■ DOCUMENT SECTION ■
— Begin —
ACI Multi-Site Orchestrator (MSO) Tshoot - Part 2

Mukesh Chanderia
Oct 10, 2024
8 min read

Increasing CPU Cycle Reservation for Orchestrator VMs

Cisco ACI Multi-Site Orchestrator VMs require a dedicated amount of CPU cycles to function optimally. While new deployments automatically set the necessary CPU reservations, upgrading from a version prior to Release 2.1(1) requires manual adjustments to each Orchestrator VM's settings.

Why Increase CPU Reservation?

Properly configuring CPU cycle reservations can help resolve or prevent various unpredictable issues, such as:

Delayed GUI Loading: Orchestrator GUI elements may require multiple attempts to load.

Node Status Fluctuations: Nodes might intermittently switch to an "Unknown" status before reverting to "Ready" on their own.

# docker node ls

ID HOSTNAME STATUS AVAILABILITY MANAGER STATUS ENGINE VERSION

t8wl1zoke0vpxdl9fysqu9otb node1 Ready Active Reachable 18.03.0-ce

kyriihdfhy1k1tlggan6e1ahs * node2 Unknown Active Reachable 18.03.0-ce

yburwactxd86dorindmx8b4y1 node3 Ready Active Leader 18.03.0-ce

Heartbeat Failures: Transient misses in the Orchestrator logs may indicate communication issues.
— End —
Stored entries:
— Begin —
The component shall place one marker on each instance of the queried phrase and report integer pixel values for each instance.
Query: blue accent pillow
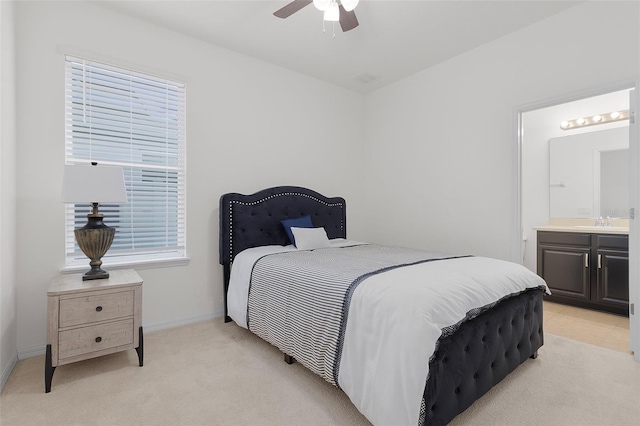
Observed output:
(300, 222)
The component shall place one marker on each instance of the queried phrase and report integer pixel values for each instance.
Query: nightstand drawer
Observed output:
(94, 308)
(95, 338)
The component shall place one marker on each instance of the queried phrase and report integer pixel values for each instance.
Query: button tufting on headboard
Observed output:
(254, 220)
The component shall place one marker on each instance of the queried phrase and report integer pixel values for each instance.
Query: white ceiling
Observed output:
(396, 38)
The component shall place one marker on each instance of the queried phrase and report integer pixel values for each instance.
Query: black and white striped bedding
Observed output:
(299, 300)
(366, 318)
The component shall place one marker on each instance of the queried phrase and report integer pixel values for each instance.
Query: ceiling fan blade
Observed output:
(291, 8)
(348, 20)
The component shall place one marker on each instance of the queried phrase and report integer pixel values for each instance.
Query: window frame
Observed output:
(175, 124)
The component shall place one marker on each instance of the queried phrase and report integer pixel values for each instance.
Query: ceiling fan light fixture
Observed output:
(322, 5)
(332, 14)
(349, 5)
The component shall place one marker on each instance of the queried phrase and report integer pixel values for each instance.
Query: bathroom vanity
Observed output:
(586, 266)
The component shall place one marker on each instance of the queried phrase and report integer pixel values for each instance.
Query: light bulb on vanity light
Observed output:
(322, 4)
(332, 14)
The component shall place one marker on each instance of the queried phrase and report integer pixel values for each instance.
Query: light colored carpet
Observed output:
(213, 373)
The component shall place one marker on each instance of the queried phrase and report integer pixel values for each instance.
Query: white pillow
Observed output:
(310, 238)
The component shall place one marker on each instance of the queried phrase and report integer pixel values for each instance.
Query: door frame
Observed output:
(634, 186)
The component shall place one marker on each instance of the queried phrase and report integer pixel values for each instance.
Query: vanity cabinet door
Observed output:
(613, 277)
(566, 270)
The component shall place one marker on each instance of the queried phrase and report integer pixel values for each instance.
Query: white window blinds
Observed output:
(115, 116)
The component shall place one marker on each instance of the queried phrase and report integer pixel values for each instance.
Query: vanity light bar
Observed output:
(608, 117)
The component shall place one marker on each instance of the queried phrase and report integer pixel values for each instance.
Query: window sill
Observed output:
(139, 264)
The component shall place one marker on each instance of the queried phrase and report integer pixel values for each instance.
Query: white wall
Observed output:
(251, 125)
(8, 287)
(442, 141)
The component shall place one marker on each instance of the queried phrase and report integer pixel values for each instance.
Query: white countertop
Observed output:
— End —
■ WHAT YOU WILL DO ■
**a.** Answer these questions about the Orchestrator troubleshooting text:
(i) Upgrading from a version prior to which release requires manual CPU reservation adjustments?
(ii) To which status might nodes intermittently switch before reverting to "Ready"?
(iii) In the node listing output, which hostname has the manager status "Leader"?
**b.** Reproduce the Orchestrator troubleshooting text, beginning at the words "Increasing CPU Cycle" and stopping after "Orchestrator VM's settings.", with "manual adjustments" replaced by "manual changes".

■ EXERCISE SOLUTIONS ■
**a.**
(i) Release 2.1(1)
(ii) "Unknown"
(iii) node3

**b.**
Increasing CPU Cycle Reservation for Orchestrator VMs

Cisco ACI Multi-Site Orchestrator VMs require a dedicated amount of CPU cycles to function optimally. While new deployments automatically set the necessary CPU reservations, upgrading from a version prior to Release 2.1(1) requires manual changes to each Orchestrator VM's settings.